Exercise details:
The data below holds a line containing "Where can you see the dark stone" and a line containing "Where can you see the grass?"; please quote exactly those two lines and every line between them, and nothing else.

Information given:
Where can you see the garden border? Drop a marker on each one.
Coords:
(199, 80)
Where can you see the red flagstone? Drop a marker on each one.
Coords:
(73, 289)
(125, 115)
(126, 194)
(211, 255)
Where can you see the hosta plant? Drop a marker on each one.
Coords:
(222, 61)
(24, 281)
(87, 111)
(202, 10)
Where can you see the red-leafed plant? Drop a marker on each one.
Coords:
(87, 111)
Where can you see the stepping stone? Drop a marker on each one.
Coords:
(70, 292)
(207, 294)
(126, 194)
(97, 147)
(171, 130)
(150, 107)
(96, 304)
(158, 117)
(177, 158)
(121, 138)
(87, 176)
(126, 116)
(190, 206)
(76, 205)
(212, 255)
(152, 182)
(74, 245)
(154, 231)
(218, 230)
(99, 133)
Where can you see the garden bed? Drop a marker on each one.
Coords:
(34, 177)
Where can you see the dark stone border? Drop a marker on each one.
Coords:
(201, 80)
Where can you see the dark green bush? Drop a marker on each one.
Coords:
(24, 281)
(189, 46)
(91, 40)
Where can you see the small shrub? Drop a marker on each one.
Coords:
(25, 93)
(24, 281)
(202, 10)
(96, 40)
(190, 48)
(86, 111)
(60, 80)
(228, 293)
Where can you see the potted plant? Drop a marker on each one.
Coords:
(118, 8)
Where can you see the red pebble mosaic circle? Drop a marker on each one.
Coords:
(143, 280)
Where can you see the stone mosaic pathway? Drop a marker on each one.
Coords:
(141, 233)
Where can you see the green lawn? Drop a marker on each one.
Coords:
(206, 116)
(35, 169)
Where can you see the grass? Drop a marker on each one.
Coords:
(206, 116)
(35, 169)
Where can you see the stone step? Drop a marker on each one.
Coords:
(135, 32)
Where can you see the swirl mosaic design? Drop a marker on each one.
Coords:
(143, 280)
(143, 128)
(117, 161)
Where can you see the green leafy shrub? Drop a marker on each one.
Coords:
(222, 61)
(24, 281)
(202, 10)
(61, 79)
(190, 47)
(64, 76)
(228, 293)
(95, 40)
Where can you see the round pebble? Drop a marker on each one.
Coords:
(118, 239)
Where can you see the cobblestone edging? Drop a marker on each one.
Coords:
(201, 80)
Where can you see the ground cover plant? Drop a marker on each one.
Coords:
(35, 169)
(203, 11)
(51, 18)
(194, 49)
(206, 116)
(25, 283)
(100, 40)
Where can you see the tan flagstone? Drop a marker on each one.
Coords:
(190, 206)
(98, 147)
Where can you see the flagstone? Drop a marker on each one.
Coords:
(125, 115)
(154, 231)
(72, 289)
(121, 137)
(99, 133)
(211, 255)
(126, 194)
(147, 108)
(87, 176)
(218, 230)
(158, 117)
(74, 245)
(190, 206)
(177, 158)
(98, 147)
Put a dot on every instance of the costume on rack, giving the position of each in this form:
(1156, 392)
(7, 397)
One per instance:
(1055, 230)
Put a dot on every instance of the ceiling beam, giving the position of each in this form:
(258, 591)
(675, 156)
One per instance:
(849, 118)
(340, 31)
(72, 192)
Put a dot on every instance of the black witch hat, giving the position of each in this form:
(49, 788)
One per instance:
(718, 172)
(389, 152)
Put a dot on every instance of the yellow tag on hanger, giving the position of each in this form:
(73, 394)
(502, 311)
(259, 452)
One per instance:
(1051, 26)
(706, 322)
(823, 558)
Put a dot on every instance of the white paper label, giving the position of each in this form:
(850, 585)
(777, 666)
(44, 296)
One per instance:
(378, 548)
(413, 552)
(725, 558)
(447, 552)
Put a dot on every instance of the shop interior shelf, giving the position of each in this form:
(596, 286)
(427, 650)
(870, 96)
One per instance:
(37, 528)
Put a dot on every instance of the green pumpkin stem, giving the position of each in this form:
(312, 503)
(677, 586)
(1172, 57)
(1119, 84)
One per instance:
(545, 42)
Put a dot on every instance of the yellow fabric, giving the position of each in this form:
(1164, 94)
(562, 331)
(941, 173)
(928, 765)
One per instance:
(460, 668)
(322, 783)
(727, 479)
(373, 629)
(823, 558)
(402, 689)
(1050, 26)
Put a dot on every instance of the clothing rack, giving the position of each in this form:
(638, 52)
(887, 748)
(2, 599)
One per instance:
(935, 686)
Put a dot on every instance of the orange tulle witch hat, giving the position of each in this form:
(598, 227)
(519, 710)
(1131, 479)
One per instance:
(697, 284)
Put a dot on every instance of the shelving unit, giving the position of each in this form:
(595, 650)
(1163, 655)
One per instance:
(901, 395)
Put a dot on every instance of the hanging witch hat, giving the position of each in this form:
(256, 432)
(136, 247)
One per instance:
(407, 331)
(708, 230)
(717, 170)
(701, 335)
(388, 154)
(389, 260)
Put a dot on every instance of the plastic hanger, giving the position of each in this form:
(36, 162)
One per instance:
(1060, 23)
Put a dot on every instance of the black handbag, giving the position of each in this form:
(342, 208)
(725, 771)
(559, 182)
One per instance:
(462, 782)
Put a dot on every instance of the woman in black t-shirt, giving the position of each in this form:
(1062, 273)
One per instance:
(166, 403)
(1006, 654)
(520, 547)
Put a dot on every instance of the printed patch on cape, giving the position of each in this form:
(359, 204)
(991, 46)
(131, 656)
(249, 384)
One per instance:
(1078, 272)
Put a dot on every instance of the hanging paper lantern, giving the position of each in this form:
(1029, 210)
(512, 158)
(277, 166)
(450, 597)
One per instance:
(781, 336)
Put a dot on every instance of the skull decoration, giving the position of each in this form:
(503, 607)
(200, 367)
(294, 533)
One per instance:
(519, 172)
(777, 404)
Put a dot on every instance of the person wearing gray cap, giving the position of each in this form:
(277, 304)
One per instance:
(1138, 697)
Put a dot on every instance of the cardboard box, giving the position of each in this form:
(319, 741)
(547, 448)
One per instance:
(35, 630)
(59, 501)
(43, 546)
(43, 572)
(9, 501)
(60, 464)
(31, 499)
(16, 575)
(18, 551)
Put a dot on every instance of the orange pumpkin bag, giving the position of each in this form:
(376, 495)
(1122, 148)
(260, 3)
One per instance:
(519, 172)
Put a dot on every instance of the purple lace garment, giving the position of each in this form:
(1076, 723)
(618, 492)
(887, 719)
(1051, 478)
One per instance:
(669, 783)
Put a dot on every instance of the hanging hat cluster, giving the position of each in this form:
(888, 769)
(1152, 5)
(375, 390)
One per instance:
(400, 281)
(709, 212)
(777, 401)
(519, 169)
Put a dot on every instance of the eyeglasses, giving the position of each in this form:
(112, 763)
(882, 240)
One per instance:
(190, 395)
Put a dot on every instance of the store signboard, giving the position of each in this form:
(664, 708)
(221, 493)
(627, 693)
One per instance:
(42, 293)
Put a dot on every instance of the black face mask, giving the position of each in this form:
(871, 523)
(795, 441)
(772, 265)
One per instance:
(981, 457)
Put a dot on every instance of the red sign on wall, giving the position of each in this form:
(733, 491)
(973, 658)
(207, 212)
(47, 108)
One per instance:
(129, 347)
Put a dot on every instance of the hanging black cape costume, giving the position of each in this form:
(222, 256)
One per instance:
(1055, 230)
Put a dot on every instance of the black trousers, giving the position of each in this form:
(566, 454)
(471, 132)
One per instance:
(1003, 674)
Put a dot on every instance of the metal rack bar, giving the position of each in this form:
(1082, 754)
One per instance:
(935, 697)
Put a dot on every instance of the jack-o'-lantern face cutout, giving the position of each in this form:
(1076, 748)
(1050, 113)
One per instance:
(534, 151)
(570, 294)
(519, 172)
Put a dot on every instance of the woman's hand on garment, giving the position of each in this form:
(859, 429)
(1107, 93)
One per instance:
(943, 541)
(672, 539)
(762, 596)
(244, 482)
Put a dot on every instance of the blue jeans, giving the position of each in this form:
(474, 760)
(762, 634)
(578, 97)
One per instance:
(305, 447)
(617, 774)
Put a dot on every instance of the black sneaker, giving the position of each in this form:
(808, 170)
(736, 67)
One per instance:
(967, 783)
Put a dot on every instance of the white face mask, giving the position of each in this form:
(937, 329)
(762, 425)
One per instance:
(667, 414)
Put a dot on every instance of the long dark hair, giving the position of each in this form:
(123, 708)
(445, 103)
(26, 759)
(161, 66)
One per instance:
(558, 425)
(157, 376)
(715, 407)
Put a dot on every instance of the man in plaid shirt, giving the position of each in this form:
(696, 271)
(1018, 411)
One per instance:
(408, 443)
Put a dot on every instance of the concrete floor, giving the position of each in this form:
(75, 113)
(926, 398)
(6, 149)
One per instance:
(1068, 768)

Result:
Where can you see the dark stone border? Drop a marker on each one.
Coords:
(201, 80)
Where can you see the dark green bush? Drop a marker on each one.
Coords:
(24, 281)
(189, 46)
(91, 40)
Where can you see the small shrub? Drop a marker on each one.
Coords:
(25, 93)
(24, 281)
(202, 10)
(96, 40)
(190, 48)
(86, 111)
(60, 80)
(228, 293)
Where can you see the potted plant? Drop a marker on each one.
Coords:
(118, 8)
Where can you see the red pebble mosaic circle? Drop a marker on each one.
Coords:
(143, 280)
Where can you see the stone mosaic pathway? Drop a marker on each one.
Coords:
(141, 233)
Where can you see the green lawn? Drop a marker on each one.
Coords:
(206, 116)
(35, 169)
Where can you see the grass? Drop a marker on each one.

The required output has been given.